===== PASSAGE PROVIDED

Future Paper

Journal of Revenue and Pricing Management (2007) 6, 304–305. doi:10.1057/palgrave.rpm.5160103

The science of selling

E Andrew Boyd1

Correspondence: E Andrew Boyd, Science and Research, PROS, 3100 Main Street, Suite 900, Houston, TX 77002, USA. Tel: +1 713 335 5329; Fax: +1 713 335 8144; E-mail: aboyd@prospricing.com

1E. Andrew Boyd is Chief Scientist and Senior Vice President of Science and Research at PROS. He received his AB with Honors at Oberlin College with majors in Mathematics and Economics in 1981, and his PhD in Operations Research from the Massachusetts Institute of Technology in 1987.

Received 10 July 2007; Revised 10 July 2007.

Top

Abstract

Pricing is often treated separately from the process of selling. When is this a reasonable assumption?

Keywords:

pricing, revenue management, revenue optimisation, sales

When we think of pricing, our minds instinctively jump to the price tag. We imagine a product sitting on a store shelf. People pass by and look at the price. They either buy the product or they do not.

==========

▶ _WRITTEN EXERCISE A_: In the rows below, take the lines from the one with "You are given this image. The query is: grass" up to and including the one with "[513,284,540,354]" and give them as a Markdown table with columns Line No. and Text, skipping any blank lines.

===== EXERCISE DATA

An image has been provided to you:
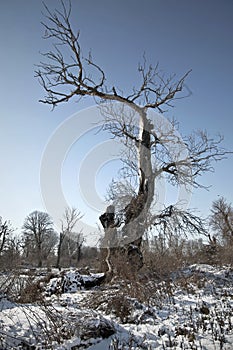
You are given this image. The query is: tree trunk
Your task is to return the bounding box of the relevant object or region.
[100,109,154,274]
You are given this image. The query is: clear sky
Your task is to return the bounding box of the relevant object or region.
[0,0,233,239]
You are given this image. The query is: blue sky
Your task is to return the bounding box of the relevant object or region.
[0,0,233,235]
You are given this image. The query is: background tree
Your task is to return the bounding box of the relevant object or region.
[210,197,233,246]
[56,208,84,268]
[36,1,230,276]
[22,211,57,267]
[0,216,13,255]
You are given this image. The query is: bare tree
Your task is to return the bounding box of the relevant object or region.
[22,211,57,267]
[36,1,230,278]
[210,197,233,245]
[0,216,12,255]
[56,208,83,268]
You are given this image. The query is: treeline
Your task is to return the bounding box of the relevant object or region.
[0,197,233,273]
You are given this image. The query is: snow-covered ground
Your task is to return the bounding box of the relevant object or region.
[0,265,233,350]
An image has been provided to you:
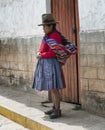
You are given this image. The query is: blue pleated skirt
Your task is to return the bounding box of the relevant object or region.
[32,58,64,91]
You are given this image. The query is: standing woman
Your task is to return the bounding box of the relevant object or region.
[33,14,64,119]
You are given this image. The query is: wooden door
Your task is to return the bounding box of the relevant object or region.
[51,0,79,103]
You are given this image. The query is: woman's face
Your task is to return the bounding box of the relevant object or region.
[43,25,53,34]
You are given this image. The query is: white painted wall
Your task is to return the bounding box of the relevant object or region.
[78,0,105,30]
[0,0,47,37]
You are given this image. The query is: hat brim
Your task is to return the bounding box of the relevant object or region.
[38,21,59,26]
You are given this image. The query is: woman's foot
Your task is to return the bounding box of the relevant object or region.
[44,106,55,115]
[50,109,61,119]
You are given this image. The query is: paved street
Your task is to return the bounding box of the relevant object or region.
[0,87,105,130]
[0,115,28,130]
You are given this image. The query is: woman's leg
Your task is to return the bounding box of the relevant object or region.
[50,89,61,119]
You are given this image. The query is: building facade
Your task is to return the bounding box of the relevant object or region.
[0,0,105,115]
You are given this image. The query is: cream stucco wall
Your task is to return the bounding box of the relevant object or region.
[0,0,50,37]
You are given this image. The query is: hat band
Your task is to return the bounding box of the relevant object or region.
[43,20,55,23]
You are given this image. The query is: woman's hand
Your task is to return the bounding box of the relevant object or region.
[36,52,42,59]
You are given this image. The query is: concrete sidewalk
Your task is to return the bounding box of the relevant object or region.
[0,87,105,130]
[0,115,29,130]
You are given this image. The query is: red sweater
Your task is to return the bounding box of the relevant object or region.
[39,31,62,58]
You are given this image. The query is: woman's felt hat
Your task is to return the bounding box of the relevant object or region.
[38,14,59,26]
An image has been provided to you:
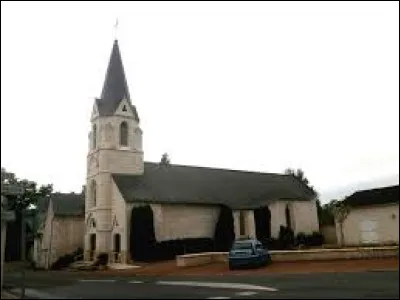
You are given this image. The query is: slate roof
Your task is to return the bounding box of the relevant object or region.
[96,40,139,121]
[113,162,315,209]
[51,193,85,216]
[344,185,399,207]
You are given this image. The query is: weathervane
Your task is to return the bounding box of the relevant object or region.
[114,18,118,40]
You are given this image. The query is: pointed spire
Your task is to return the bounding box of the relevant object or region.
[101,40,130,109]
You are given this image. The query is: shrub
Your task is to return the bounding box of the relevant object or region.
[94,252,108,266]
[279,226,294,250]
[295,232,307,246]
[51,254,75,270]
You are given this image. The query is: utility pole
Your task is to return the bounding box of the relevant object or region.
[1,178,25,297]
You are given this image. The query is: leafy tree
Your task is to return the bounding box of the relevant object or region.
[332,201,350,245]
[1,168,53,212]
[160,153,171,165]
[284,168,317,195]
[1,168,53,260]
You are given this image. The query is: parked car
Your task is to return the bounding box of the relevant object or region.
[229,239,272,270]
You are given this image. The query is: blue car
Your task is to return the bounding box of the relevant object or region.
[229,239,272,270]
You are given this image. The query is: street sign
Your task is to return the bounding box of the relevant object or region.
[1,184,24,196]
[1,210,15,222]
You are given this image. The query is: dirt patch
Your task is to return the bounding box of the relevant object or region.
[91,258,399,276]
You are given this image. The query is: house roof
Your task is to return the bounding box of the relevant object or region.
[96,40,139,121]
[51,193,85,216]
[113,162,315,209]
[344,185,399,207]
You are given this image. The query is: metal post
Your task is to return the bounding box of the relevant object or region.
[21,209,26,299]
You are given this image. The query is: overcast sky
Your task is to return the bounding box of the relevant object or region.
[1,1,399,201]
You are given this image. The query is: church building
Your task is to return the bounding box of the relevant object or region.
[84,40,319,262]
[35,40,319,266]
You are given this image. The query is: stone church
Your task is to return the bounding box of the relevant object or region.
[34,40,319,263]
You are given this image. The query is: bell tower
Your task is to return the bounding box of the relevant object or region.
[84,40,144,260]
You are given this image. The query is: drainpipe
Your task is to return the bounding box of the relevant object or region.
[21,208,26,299]
[47,215,54,269]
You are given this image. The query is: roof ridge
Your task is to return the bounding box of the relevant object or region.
[352,184,399,195]
[144,161,288,177]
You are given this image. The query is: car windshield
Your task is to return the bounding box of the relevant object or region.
[233,242,253,250]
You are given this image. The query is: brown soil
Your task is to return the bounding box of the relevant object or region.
[92,257,399,276]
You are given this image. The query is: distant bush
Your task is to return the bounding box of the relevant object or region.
[50,247,83,270]
[278,226,294,250]
[295,231,324,247]
[136,238,214,262]
[295,232,307,246]
[94,252,108,266]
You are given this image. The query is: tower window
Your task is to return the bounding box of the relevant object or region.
[90,180,97,206]
[93,124,97,149]
[119,121,128,146]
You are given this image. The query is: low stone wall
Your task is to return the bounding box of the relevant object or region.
[176,246,399,267]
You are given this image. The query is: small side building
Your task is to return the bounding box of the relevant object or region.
[336,185,399,246]
[33,193,85,269]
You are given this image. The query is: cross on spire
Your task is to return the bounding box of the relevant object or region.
[114,18,118,40]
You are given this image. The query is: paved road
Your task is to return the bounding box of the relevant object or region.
[5,271,399,299]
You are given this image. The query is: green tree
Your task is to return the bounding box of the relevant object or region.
[160,153,171,165]
[331,201,350,245]
[1,168,53,234]
[284,168,317,194]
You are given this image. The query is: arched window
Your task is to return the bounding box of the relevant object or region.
[285,204,292,229]
[90,180,96,206]
[119,121,128,146]
[93,124,97,149]
[239,210,246,236]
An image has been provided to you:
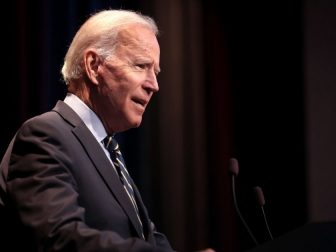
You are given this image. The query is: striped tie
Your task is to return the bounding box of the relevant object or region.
[104,136,144,238]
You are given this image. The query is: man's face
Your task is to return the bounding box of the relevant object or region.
[95,26,160,133]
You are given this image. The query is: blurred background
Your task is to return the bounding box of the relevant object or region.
[0,0,336,252]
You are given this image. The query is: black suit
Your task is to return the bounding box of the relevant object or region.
[0,101,171,251]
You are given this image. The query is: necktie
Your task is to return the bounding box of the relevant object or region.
[104,136,144,238]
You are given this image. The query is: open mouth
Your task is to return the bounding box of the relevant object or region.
[132,98,147,108]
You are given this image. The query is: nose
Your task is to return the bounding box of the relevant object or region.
[145,71,159,93]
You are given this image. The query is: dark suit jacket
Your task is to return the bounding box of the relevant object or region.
[0,101,171,251]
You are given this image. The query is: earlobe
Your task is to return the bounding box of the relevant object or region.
[84,49,100,85]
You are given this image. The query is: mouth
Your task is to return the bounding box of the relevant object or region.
[132,98,148,108]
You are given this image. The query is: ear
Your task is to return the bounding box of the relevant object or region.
[84,49,101,85]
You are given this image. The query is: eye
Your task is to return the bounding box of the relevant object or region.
[135,64,147,69]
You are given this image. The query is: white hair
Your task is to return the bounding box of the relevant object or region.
[61,10,158,84]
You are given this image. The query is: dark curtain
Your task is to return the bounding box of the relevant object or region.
[0,0,306,251]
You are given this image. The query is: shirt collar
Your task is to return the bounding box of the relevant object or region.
[64,93,107,143]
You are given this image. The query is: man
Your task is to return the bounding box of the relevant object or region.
[0,10,172,252]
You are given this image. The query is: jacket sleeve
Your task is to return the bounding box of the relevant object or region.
[1,118,175,252]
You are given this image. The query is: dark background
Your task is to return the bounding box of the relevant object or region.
[0,0,336,251]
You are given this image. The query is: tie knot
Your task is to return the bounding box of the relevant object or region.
[104,136,119,151]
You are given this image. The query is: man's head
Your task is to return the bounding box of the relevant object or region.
[62,10,160,133]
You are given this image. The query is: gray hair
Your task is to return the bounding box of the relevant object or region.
[61,10,158,84]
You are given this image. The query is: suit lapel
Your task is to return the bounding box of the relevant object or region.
[53,101,142,237]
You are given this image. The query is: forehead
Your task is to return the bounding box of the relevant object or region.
[118,25,160,60]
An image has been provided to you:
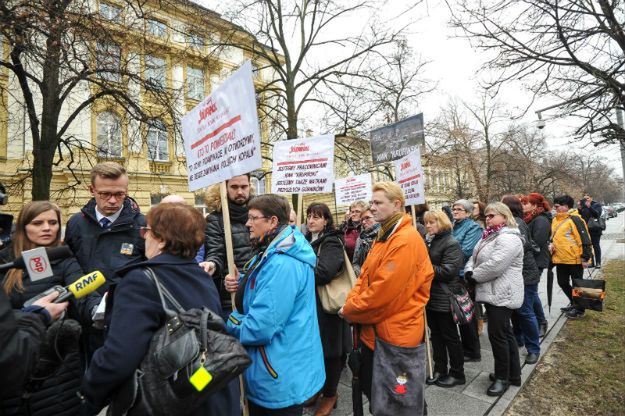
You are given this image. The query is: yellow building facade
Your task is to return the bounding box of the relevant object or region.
[0,0,272,222]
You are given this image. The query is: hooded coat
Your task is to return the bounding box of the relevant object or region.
[551,209,592,264]
[228,226,325,409]
[465,227,525,309]
[343,215,434,350]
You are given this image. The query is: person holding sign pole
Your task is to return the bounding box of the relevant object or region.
[339,182,434,416]
[225,194,325,416]
[200,174,253,320]
[306,203,352,416]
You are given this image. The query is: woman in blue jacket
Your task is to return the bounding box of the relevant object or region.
[225,194,325,416]
[452,199,482,361]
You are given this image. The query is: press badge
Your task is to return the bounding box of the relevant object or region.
[189,366,213,391]
[119,243,135,256]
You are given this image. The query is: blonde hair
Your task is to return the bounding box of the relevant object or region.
[3,201,61,294]
[423,211,451,231]
[91,162,126,185]
[484,202,519,228]
[372,182,406,207]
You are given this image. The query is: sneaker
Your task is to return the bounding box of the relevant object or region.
[566,308,586,319]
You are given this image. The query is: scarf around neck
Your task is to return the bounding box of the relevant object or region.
[377,212,404,240]
[482,223,507,240]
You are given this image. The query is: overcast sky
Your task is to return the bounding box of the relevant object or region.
[194,0,622,176]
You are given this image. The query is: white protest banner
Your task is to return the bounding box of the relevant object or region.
[395,149,425,205]
[334,173,372,205]
[182,61,262,191]
[271,135,334,194]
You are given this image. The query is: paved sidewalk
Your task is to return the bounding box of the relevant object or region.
[312,212,625,416]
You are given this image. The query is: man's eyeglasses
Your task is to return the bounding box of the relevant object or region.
[96,192,126,201]
[247,215,270,222]
[139,227,152,240]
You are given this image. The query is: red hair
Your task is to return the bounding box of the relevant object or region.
[521,192,551,212]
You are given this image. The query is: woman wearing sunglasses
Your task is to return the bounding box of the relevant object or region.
[465,202,523,396]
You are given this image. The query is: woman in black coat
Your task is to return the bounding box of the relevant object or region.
[82,203,233,416]
[521,192,551,337]
[501,195,540,364]
[0,201,88,415]
[306,203,351,416]
[424,211,466,387]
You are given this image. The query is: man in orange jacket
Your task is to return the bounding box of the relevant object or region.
[339,182,434,416]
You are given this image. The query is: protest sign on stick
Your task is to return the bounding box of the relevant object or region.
[182,61,262,192]
[182,61,262,415]
[334,173,372,205]
[395,149,425,205]
[271,135,334,194]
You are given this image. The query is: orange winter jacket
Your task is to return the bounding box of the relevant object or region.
[343,215,434,349]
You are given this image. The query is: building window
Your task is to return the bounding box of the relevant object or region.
[148,120,169,162]
[100,3,122,23]
[148,19,167,38]
[187,67,204,100]
[96,111,122,158]
[145,55,167,89]
[96,42,122,82]
[187,33,204,49]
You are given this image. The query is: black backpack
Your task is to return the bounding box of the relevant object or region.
[107,268,251,416]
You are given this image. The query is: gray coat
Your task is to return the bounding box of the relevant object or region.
[465,227,524,309]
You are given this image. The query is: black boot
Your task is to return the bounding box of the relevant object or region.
[486,378,508,396]
[425,371,446,386]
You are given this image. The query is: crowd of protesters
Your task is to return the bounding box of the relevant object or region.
[0,162,601,416]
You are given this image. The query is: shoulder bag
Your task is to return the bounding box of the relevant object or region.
[441,283,475,325]
[572,271,605,312]
[317,240,356,314]
[107,268,251,416]
[367,268,426,416]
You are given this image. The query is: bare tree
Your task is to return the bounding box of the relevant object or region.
[447,0,625,144]
[216,0,414,139]
[0,0,224,200]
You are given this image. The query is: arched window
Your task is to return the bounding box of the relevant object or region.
[96,111,122,158]
[148,120,169,162]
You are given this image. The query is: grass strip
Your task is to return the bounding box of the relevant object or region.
[506,260,625,416]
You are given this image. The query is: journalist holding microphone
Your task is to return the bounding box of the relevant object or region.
[0,201,90,415]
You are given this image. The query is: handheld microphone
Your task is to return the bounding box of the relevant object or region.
[0,246,73,272]
[24,271,106,307]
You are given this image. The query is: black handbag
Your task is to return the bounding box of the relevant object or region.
[107,268,251,416]
[441,283,475,325]
[572,273,605,312]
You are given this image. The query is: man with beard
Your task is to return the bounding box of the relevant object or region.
[200,174,253,320]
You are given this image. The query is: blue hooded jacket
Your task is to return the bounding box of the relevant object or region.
[228,226,325,409]
[451,218,482,279]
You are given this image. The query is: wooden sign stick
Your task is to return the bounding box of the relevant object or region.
[410,205,434,378]
[219,181,250,416]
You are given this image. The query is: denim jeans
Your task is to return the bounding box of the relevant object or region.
[513,284,540,354]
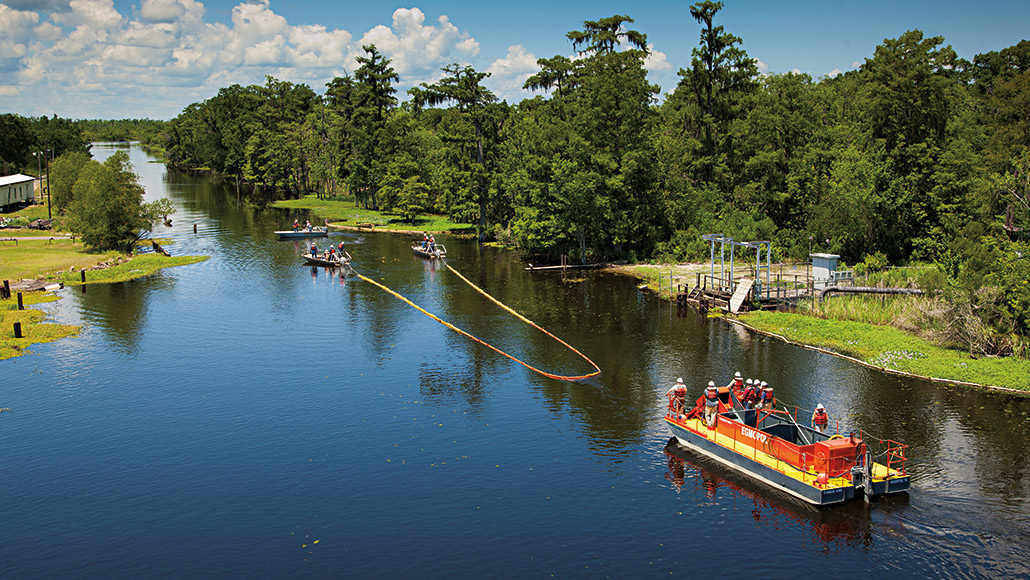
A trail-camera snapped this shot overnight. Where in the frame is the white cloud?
[0,0,486,118]
[483,44,540,101]
[644,42,673,72]
[50,0,122,30]
[139,0,186,24]
[359,8,479,75]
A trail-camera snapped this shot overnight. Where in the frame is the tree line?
[8,1,1030,358]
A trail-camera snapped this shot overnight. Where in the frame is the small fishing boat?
[665,383,911,506]
[301,253,350,268]
[275,228,329,240]
[411,242,447,260]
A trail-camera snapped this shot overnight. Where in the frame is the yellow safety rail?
[351,266,600,380]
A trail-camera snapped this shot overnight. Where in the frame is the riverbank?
[272,196,476,235]
[612,264,1030,395]
[0,237,208,361]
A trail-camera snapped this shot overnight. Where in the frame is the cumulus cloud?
[361,8,479,75]
[0,0,486,118]
[644,42,673,72]
[483,44,540,101]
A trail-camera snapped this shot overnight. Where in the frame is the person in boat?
[705,380,719,428]
[755,381,776,411]
[740,379,755,409]
[812,403,830,433]
[665,377,687,418]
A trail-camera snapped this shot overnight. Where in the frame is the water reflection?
[65,272,175,354]
[663,438,908,553]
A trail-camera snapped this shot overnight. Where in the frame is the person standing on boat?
[755,381,776,411]
[741,379,755,409]
[812,403,830,433]
[705,380,719,428]
[665,377,687,417]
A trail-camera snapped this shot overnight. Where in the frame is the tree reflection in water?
[664,438,908,552]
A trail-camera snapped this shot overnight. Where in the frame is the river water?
[0,144,1030,579]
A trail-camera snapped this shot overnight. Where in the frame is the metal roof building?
[0,173,36,209]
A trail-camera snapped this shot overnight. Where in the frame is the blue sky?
[0,0,1030,118]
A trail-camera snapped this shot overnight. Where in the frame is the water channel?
[0,144,1030,579]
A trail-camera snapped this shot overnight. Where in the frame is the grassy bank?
[0,224,207,361]
[740,312,1030,393]
[614,264,1030,393]
[0,293,79,361]
[0,234,119,280]
[272,196,475,234]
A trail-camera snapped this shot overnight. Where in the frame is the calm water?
[0,144,1030,579]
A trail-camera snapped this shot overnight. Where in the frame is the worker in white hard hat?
[812,403,830,433]
[665,377,687,418]
[705,380,719,429]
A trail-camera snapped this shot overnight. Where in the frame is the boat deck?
[665,416,901,500]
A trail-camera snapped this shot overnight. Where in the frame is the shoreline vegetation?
[273,196,1030,395]
[271,195,476,237]
[611,264,1030,395]
[0,206,208,361]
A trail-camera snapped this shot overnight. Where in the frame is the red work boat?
[665,379,909,506]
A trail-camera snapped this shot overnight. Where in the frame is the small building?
[810,253,840,291]
[0,173,36,210]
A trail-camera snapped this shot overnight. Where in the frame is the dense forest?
[0,1,1030,352]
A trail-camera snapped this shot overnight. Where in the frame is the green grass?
[0,235,118,280]
[741,311,1030,391]
[272,196,475,233]
[0,293,79,361]
[57,253,208,285]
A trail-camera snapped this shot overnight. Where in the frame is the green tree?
[49,151,90,213]
[68,151,170,253]
[349,44,400,209]
[409,63,497,241]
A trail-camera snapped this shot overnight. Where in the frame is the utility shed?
[0,173,36,209]
[810,253,840,289]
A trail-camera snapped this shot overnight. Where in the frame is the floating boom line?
[351,265,600,381]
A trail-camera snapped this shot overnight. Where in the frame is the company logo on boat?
[741,427,769,443]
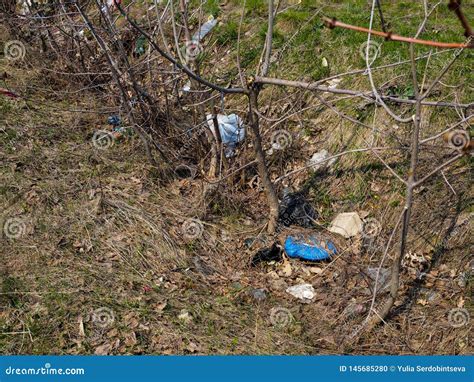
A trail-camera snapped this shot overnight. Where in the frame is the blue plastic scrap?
[285,236,337,261]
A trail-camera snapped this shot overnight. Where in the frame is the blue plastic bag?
[285,236,337,261]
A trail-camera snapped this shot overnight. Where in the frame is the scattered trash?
[344,302,367,317]
[286,284,315,302]
[329,212,363,239]
[327,78,342,89]
[251,243,282,267]
[207,114,245,158]
[279,188,317,228]
[250,288,267,301]
[308,150,336,171]
[285,235,337,261]
[193,15,217,41]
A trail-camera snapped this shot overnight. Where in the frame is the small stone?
[286,284,315,302]
[250,288,267,301]
[329,212,363,239]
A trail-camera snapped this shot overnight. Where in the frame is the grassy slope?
[0,0,474,354]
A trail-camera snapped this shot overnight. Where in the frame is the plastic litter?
[279,188,317,228]
[367,267,391,292]
[285,235,337,261]
[192,16,217,41]
[251,243,283,267]
[329,212,364,239]
[286,284,315,302]
[206,114,245,158]
[308,149,336,171]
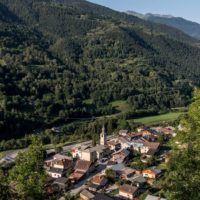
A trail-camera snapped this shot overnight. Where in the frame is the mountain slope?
[0,0,200,138]
[127,11,200,40]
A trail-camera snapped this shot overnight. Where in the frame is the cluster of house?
[45,127,175,200]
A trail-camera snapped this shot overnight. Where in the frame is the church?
[80,126,111,162]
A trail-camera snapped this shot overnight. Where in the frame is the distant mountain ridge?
[127,11,200,40]
[0,0,200,139]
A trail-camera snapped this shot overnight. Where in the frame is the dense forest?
[0,0,200,138]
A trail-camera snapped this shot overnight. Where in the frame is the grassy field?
[130,112,184,125]
[111,100,130,112]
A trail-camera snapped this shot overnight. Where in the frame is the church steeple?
[100,125,107,145]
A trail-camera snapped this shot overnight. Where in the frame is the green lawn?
[130,112,184,125]
[111,100,130,112]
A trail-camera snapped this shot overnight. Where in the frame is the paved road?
[0,135,116,164]
[70,164,106,196]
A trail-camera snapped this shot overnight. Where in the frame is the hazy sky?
[89,0,200,23]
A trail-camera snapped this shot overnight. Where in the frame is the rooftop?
[49,167,63,174]
[75,160,92,171]
[54,177,68,184]
[119,184,138,194]
[80,190,94,199]
[145,195,166,200]
[94,193,113,200]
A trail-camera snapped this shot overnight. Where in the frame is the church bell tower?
[100,125,107,145]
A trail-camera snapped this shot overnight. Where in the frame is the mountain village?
[44,126,176,200]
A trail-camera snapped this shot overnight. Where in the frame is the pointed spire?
[100,125,107,145]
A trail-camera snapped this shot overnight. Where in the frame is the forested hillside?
[127,11,200,40]
[0,0,200,138]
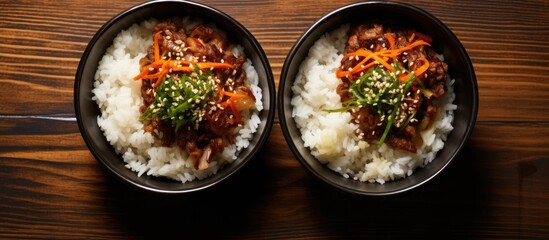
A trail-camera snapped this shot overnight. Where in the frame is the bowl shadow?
[307,145,488,239]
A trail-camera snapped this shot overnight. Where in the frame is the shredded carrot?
[408,33,416,42]
[153,31,162,61]
[221,90,246,99]
[385,33,395,50]
[336,36,429,79]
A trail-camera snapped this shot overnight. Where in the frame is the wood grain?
[0,0,549,239]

==========

▶ _WRITTEN EXERCISE B_: Pick up the article on pricing and the science of selling where it stops, and carry it on.

▶ _EXPECTED OUTPUT A_:
| Line No. | Text |
|---|---|
| 1 | You are given this image. The query is: grass strip |
| 2 | Your task is to return the bounding box of the relevant object or region. |
| 3 | [506,260,625,416] |
| 4 | You are given this image. The query is: journalist holding microphone |
| 5 | Your task is to return the bounding box of the relevant object or region. |
| 6 | [0,201,90,415] |
| 7 | You are given this image. The query is: handheld microphone |
| 8 | Your task is to return the bounding box of the relevant object or region. |
| 9 | [0,246,73,272] |
| 10 | [24,271,106,307] |
| 11 | You are given this image. The query is: black handbag |
| 12 | Your task is to return the bounding box of the relevant object or region. |
| 13 | [107,268,251,416] |
| 14 | [441,283,475,325] |
| 15 | [572,273,605,312] |
| 16 | You are given this image. The query is: man with beard |
| 17 | Your task is to return the bounding box of the relevant object or region. |
| 18 | [200,174,253,320] |
| 19 | You are given this image. The query is: blue hooded jacket |
| 20 | Your task is to return the bounding box of the relevant object or region. |
| 21 | [228,226,325,409] |
| 22 | [451,218,482,279] |
| 23 | You are given this image. The query is: wooden sign stick |
| 24 | Your task is to return the bounding box of the relevant object or region. |
| 25 | [410,205,434,378] |
| 26 | [219,181,250,416] |
| 27 | You are given this image. The query is: denim jeans |
| 28 | Your task is to return the bounding box of the relevant object or region. |
| 29 | [513,284,540,354] |

▶ _EXPECTED OUTPUT B_:
In many cases, this take-it-or-leave-it, or posted, model of pricing is appropriate; for example, when selling boxes of cookies or airline tickets. But in many more cases, the posted price model is wholly inappropriate, since price is only one part of the overall activity of selling. When selling and pricing are intertwined, the models we commonly use for posted pricing are no longer applicable. The entire sales process, of which price is only one factor, needs to be modelled. The issue is not a matter of developing more realistic models, but a matter of logical necessity.

To illustrate this point, consider the posted price application of selling boxes of cookies. If during the course of a year the cookies are offered at different price points, then we can estimate the demand per unit time at various prices and develop some approximation of the demand curve. In practice, factors other than price must be accounted for (advertising campaigns, location on the shelf, seasonality, etc), but at least in theory there is nothing that stops us from estimating a demand curve.

This is not the case when a posted price does not exist. Consider, for example, a car dealership where the actual sales price is determined as a result of negotiation. At the end of any given month, the dealership could easily find that of 100 identical cars that it sold, 25 sold for $30,000, while the other 75 sold for $31,000. The result does not reflect the fact that demand increases with price. It simply shows that negotiations led to more sales at the higher price. The data cannot be used to construct a demand curve and estimate price elasticity in any formal sense.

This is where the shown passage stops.